┌─ TEXT ZUR ANALYSE

"Ich hatte kein Bedürfnis zu fliehen, weil ich ja keine andere Welt kannte. Ich bin da geboren, aufgewachsen, und kannte nur diese eine Sache."
Hans Schreiber ist in der Colonia Dignidad geboren. Wer seine Eltern, wer seine Geschwister waren, das wusste er lange Jahre nicht, denn die Babys wurden den Müttern weggenommen, sie wuchsen bei sogenannten Gruppentanten auf. Gefühle hat es nicht gegeben, erinnert sich der 43-Jährige heute, seine Mutter hat ihn nicht ein Mal im Leben umarmt.
Auch Hernan Escobar ist in der von Deutschen gegründeten Sekte aufgewachsen - sein chilenischer Vater ließ ihn dort, weil er mit dem Sohn nicht klarkam. Mit Psychopharmaka wurde er ruhiggestellt. Der Hass auf Sektengründer Paul Schäfer kam erst nach dessen Flucht, erzählt Escobar heute.
"Als ich nachher erfuhr von einem Mädchen, was in mich verliebt war, dass sie, weil wir uns einmal getroffen haben und von einer Gruppentante das gesehen wurde und sie mit Elektroschocks behandelt wurde, da habe ich tatsächlich zum ersten Mal so ein Gefühl gekriegt, wenn der Kerl jetzt vor mir stünde, ich würde ihn zusammendreschen."
Hernan Escobar, Hans Schreiber und die anderen Bewohner der früheren Colonia Dignidad sind auf Einladung der Gedenkstätte "Haus der Wannseekonferenz" und finanziert vom Auswärtigen Amt nach Berlin gekommen. Um das erste Mal überhaupt mit der anderen Seite zu reden - mit den chilenischen Folteropfern, mit den Angehörigen der in der Colonia verschwundenen Pinochet-Gegner. Bislang war ein Dialog nicht möglich, sagt Ricardo Brodsky. Er leitet in Santiago de Chile das Museum der Erinnerung an die Pinochet-Diktatur.
"Weil auf der einen Seite die Bewohner der 'Colonia Dignidad' - heute heißt es 'Bayerisches Dorf' - den Ideen und Zielen der chilenischen Opferverbände misstrauten. Und auf der anderen Seite die Opferverbände überhaupt gar nichts mit der Kolonie zu tun haben wollten - sie sollte am besten vom Erdboden verschwinden. Das ist eine sehr harte Situation für die Opfer, klar. Also deshalb war ein solches Treffen bislang nicht möglich."
Am ersten Tag noch kein Gespräch
Nun sitzen sie beim Mittagessen zusammen. Plaudereien auf Spanisch und Deutsch bei Gemüsesuppe und Nudeln. Die Mitglieder des chilenischen Opferverbandes haben Fotos ihrer verschwundenen und gefolterten Angehörigen an ihre Kleidung geheftet. An einem der Tische sitzt eine alte Dame im Rollstuhl - Adriana Borguez. Die Gegnerin des Pinochet-Regimes wurde in den 70er-Jahren von der Geheimpolizei in die Kolonie verschleppt.
"Die Folter war so extrem, dass sie große Folgen hatte für meinen Körper und für meine Seele. Es war sehr hart. Und es hat mich viele Jahre gekostet, dieses Trauma durch die Folter zu überwinden."

└─

AUFGABENSTELLUNG:
(1) Schreiben Sie aus dem Text über die Colonia Dignidad die Passage ab, die mit „Hans Schreiber ist“ beginnt und sich bis einschließlich „im Leben umarmt.“ erstreckt.
(2) Beantworten Sie anhand des Textes über die Colonia Dignidad die folgenden Fragen:
(a) Wie alt ist Hans Schreiber heute?
(b) Welches Museum leitet Ricardo Brodsky, und in welcher Stadt?
(c) Wer finanziert die Reise der früheren Bewohner nach Berlin?
(3) Schreiben Sie bitte eine Fortsetzung des Textes über die Colonia Dignidad, die an seinen letzten Satz anschließt.

┌─ BEREITGESTELLTE DATEN

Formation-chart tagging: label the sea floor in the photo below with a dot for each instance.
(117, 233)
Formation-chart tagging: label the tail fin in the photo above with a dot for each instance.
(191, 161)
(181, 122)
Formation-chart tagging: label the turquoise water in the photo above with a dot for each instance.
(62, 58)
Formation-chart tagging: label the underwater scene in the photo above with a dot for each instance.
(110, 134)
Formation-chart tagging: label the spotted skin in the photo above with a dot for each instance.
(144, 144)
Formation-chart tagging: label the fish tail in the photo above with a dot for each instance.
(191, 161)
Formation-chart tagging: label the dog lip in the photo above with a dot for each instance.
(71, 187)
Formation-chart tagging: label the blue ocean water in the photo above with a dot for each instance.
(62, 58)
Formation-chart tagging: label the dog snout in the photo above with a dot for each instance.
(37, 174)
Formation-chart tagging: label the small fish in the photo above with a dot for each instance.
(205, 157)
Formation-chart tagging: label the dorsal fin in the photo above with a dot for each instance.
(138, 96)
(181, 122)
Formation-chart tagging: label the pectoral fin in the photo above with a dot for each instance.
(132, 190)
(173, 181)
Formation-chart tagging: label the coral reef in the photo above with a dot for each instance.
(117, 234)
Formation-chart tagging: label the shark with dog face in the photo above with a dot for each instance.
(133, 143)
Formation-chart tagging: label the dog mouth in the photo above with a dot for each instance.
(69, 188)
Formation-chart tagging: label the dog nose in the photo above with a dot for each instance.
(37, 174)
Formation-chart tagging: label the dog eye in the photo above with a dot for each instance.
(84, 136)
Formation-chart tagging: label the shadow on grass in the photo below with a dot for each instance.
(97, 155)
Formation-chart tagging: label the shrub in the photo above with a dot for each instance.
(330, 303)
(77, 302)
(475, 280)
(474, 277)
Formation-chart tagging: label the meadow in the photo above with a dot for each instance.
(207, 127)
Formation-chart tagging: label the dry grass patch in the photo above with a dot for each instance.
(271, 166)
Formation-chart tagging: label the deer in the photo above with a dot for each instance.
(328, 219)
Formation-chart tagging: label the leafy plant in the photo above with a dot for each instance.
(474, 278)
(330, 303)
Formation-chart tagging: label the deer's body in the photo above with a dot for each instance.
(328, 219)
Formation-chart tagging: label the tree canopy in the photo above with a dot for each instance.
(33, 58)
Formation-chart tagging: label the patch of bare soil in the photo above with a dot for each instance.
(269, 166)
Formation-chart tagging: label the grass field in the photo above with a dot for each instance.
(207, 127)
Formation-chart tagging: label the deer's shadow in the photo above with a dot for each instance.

└─

LÖSUNGEN:
(1)
Hans Schreiber ist in der Colonia Dignidad geboren. Wer seine Eltern, wer seine Geschwister waren, das wusste er lange Jahre nicht, denn die Babys wurden den Müttern weggenommen, sie wuchsen bei sogenannten Gruppentanten auf. Gefühle hat es nicht gegeben, erinnert sich der 43-Jährige heute, seine Mutter hat ihn nicht ein Mal im Leben umarmt.

(2)
(a) 43 Jahre.
(b) Das Museum der Erinnerung an die Pinochet-Diktatur in Santiago de Chile.
(c) Das Auswärtige Amt.

(3)
Am ersten gemeinsamen Tag in Berlin haben sie noch nicht miteinander geredet. Ein Gruppenfoto: nicht möglich. Unversöhnliche Positionen: auf der einen Seite die Opferverbände, die regelmäßig Demonstrationen vor den Toren der Kolonie veranstalten. Drinnen die Bewohner, die mit touristischen Attraktionen wie einem bayerischen Oktoberfest versuchen, sich wirtschaftlich über Wasser zu halten. Doch im Laufe der Tage haben sie sich angenähert - eigene festgefügte Feindbilder und Positionen wurden erschüttert.
"Wir, die wir versuchen, in Kommunikation zu reden, wissen auch nicht genau, wo ist oben, wo ist unten, woran sollte man glauben, woran sollte man besser nicht glauben."
"Beide Seiten haben gelitten, jeder auf seine Weise. Die politischen Opfer wie auch die Bewohner."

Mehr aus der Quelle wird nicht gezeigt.